Referring expression data
━━━━

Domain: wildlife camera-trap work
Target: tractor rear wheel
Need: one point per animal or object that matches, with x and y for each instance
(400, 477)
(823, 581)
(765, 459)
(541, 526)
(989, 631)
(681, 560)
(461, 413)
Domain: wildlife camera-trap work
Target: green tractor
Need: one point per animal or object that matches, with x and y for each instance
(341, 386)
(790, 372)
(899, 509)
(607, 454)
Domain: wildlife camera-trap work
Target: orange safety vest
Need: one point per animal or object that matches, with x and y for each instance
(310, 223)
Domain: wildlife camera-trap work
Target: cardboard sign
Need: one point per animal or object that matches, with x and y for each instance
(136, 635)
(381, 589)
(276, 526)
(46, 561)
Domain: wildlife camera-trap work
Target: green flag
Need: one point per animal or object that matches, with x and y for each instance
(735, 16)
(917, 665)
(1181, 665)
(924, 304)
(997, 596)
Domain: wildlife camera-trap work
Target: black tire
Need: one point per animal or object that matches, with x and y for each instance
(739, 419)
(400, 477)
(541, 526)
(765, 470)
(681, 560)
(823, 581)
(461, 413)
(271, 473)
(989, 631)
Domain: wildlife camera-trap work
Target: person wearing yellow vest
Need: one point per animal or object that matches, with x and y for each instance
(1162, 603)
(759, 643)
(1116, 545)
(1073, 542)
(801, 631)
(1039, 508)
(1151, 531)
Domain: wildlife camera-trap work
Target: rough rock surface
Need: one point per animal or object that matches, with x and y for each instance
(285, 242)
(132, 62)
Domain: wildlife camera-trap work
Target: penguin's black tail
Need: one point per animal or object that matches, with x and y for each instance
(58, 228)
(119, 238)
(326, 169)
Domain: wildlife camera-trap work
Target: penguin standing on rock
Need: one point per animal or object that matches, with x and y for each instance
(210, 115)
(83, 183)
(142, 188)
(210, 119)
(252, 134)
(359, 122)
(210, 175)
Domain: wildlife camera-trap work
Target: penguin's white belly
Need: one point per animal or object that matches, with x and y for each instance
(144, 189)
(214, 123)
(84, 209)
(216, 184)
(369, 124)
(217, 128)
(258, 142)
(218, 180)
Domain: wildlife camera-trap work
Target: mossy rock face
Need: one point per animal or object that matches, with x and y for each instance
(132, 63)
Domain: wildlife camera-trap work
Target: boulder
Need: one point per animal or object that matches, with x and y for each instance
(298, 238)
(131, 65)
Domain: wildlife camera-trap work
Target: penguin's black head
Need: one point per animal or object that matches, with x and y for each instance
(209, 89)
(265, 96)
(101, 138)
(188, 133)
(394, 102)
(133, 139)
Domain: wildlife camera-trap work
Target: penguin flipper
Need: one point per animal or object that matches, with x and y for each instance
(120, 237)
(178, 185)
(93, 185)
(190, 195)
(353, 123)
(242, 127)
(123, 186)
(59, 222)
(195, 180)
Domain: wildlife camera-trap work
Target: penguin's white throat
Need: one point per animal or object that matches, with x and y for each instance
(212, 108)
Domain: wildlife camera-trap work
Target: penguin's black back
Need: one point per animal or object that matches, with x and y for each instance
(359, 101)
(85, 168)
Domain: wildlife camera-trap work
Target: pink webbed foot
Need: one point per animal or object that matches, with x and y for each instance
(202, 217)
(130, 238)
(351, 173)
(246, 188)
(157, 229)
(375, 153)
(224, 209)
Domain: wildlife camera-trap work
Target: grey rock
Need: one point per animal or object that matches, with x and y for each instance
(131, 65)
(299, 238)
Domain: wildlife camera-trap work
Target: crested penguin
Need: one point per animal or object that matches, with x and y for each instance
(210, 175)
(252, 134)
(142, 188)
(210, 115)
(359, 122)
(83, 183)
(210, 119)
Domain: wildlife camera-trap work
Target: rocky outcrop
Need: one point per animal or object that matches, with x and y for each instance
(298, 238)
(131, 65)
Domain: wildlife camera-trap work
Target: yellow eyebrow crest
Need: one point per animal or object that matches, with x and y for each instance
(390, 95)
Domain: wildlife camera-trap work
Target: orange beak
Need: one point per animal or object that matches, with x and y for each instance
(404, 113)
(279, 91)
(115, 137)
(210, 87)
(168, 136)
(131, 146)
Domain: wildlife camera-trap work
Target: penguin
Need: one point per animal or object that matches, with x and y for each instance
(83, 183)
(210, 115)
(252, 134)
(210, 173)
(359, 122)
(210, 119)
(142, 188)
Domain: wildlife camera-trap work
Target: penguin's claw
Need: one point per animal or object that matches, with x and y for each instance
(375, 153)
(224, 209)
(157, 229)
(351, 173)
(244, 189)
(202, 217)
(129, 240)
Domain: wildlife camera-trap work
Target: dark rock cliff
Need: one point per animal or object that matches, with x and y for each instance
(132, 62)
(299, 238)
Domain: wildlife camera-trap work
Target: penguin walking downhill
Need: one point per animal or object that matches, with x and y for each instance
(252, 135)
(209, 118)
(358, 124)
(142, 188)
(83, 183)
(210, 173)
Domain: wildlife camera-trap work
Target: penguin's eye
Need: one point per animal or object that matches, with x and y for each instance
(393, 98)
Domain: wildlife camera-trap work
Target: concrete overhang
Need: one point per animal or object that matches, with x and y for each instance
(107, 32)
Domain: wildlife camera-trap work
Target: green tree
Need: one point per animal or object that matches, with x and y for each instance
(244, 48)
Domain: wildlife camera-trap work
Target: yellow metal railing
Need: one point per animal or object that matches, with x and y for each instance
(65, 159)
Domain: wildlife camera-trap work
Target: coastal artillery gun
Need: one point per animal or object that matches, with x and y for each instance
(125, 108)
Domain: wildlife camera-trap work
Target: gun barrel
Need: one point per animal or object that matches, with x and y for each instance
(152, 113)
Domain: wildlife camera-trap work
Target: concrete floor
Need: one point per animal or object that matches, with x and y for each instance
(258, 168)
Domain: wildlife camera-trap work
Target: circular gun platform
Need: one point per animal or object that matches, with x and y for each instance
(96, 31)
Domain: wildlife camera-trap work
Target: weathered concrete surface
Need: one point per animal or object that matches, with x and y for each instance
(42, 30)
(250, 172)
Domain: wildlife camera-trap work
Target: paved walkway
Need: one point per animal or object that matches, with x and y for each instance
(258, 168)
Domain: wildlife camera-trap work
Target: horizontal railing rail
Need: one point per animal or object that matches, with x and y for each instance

━━━━

Task to complete:
Each entry needs to be given again exactly as it stands.

Response to the exercise:
Domain: wildlife camera-trap work
Target: tractor rear wheel
Need: one point per animal or object that matches, with x and y for each instance
(400, 477)
(823, 581)
(765, 459)
(541, 526)
(989, 631)
(681, 560)
(461, 413)
Domain: wildlife camera-trap work
Target: green tractor
Need: one point per animal or object that matches, with x and y for each instance
(341, 386)
(790, 372)
(899, 509)
(607, 454)
Domain: wildlife camera-trap work
Target: orange safety vest
Need: one point per animal or object that matches, with x and y for each instance
(310, 223)
Domain: wildlife camera-trap work
Target: cardboard sign
Need: one point per animal or object that matches, with x and y for each instance
(136, 635)
(381, 589)
(276, 526)
(46, 561)
Domain: wildlife camera-trap work
Target: green flag
Need: one point per animal or object that matches, with x and y for each instance
(735, 16)
(917, 665)
(1181, 665)
(924, 304)
(997, 596)
Domain: wildlife camera-trap work
Target: black tire
Need: one point per animal or object that matches, with x and y for each instance
(739, 419)
(400, 477)
(541, 526)
(765, 470)
(681, 560)
(823, 581)
(461, 413)
(271, 473)
(989, 631)
Domain: wildlife camera-trap work
Target: person wearing yellow vest
Need: one point per animal or object that matches, with x and y for each instance
(1162, 603)
(759, 643)
(1116, 545)
(1073, 542)
(801, 631)
(1039, 508)
(1151, 531)
Domain: wildlife camera-trap work
Target: rough rock surface
Need: one point per animal or object that matches, with x and y for each instance
(285, 242)
(132, 62)
Domain: wildlife camera-trap work
Target: penguin's black tail
Need: one point per animal or object that matches, with x and y for each instance
(58, 228)
(119, 238)
(326, 169)
Domain: wildlife camera-trap work
Target: penguin standing on rock
Need: one point per animal or object that matches, with x and y for each instance
(210, 115)
(83, 183)
(142, 188)
(210, 119)
(252, 134)
(359, 122)
(210, 175)
Domain: wildlife camera-trap work
Target: penguin's white belly
Need: one point per animal or object that matches, with x and y for each instance
(144, 189)
(214, 123)
(84, 209)
(216, 184)
(369, 124)
(217, 128)
(258, 142)
(218, 180)
Domain: wildlife camera-trap work
Target: mossy rock face
Need: one point per animal or object that matches, with x and y for each instance
(132, 63)
Domain: wildlife camera-trap work
Target: boulder
Need: one point per animal or object that matches, with x and y for each instance
(298, 238)
(131, 65)
Domain: wildlife camera-trap work
Target: penguin's black head
Need: one point per animal or object that matches, with x and y for each instance
(209, 89)
(265, 96)
(101, 138)
(188, 133)
(394, 102)
(133, 139)
Domain: wildlife camera-trap work
Target: penguin flipper
Need: one point per animal or object that matches, with x and y for each instance
(120, 237)
(178, 185)
(93, 185)
(190, 195)
(353, 123)
(242, 127)
(123, 186)
(59, 222)
(195, 180)
Domain: wildlife camera-trap work
Target: penguin's white throat
Need: one point per animal or object that matches, with x and y for each instance
(212, 108)
Domain: wildlife camera-trap work
Target: penguin's black back
Need: one point per animal or object that matches, with x and y for each instance
(359, 101)
(85, 168)
Domain: wildlife camera-trap work
Target: pink webbed foot
Need: one point per animal or object that matches, with x and y for each instance
(202, 217)
(130, 238)
(351, 173)
(246, 188)
(157, 229)
(375, 153)
(224, 209)
Domain: wildlife camera-trap work
Target: grey rock
Need: one point per animal or object that matches, with x and y for each instance
(131, 65)
(299, 238)
Domain: wildlife camera-trap work
Target: crested penguin
Need: one point per animal or object that matches, with x and y for each instance
(210, 175)
(252, 134)
(142, 188)
(210, 115)
(359, 122)
(83, 183)
(210, 119)
Domain: wildlife camera-trap work
Target: rocky outcrop
Need: one point per animal or object that matches, with x and y for each instance
(298, 238)
(131, 65)
Domain: wildlife camera-trap work
Target: yellow eyebrow crest
Need: one point per animal or object that matches, with x and y for each instance
(390, 95)
Domain: wildlife camera-trap work
Target: orange beak
Need: one point per animal or object that matches, with x and y for each instance
(404, 113)
(279, 91)
(115, 137)
(210, 87)
(168, 136)
(131, 146)
Domain: wildlife camera-trap work
Target: penguin
Need: one point per animal or object that matches, with x and y for each instance
(83, 183)
(210, 115)
(252, 134)
(210, 173)
(359, 122)
(210, 119)
(142, 188)
Domain: wildlife camera-trap work
Target: penguin's claw
Need: one point per animal or object that matches, with x and y for each instance
(375, 153)
(224, 209)
(157, 229)
(351, 173)
(244, 189)
(202, 217)
(129, 240)
Domain: wildlife camera-trap work
Target: dark rock cliff
Need: one point per animal or object that matches, with x and y for each instance
(132, 62)
(299, 238)
Domain: wildlife camera-trap work
Target: penguin walking downhill
Need: one point per animal or object that matches, with x and y for each instance
(252, 135)
(209, 118)
(358, 124)
(142, 188)
(83, 183)
(210, 173)
Domain: wildlife camera-trap work
Target: penguin's eye
Need: one point per animal or object that matches, with x and y for each instance
(393, 98)
Domain: wildlife camera-trap work
Target: concrete overhang
Need: one point per animal or object that matches, with x and y for each instance
(107, 32)
Domain: wildlife camera-trap work
Target: green tree
Need: one point per animal or object that matches, with x and y for each instance
(244, 48)
Domain: wildlife camera-trap work
Target: yellow metal railing
Need: one point per animal or object that matches, with x and y for each instance
(65, 159)
Domain: wildlife camera-trap work
Target: coastal artillery gun
Need: one point per animal or object that matches, with x and y for each instance
(125, 108)
Domain: wildlife camera-trap work
Target: gun barrel
Need: one point per animal or object that matches, with x and y for each instance
(152, 113)
Domain: wildlife camera-trap work
Target: concrete floor
Need: one point per animal or object that matches, with x and y for each instance
(258, 168)
Domain: wildlife camera-trap work
Target: circular gun platform
Need: one point per animal or object that matches, with x and y for each instance
(96, 31)
Domain: wildlife camera-trap work
Target: weathered concrete surface
Need: one point per animal or object that matches, with x and y for each instance
(42, 30)
(250, 172)
Domain: wildlife camera-trap work
Target: paved walkway
Need: one point per animal or object that matches, with x and y for each instance
(258, 168)
Domain: wildlife camera-trap work
Target: horizontal railing rail
Need: one point per animal or object that matches, with x and y for each instance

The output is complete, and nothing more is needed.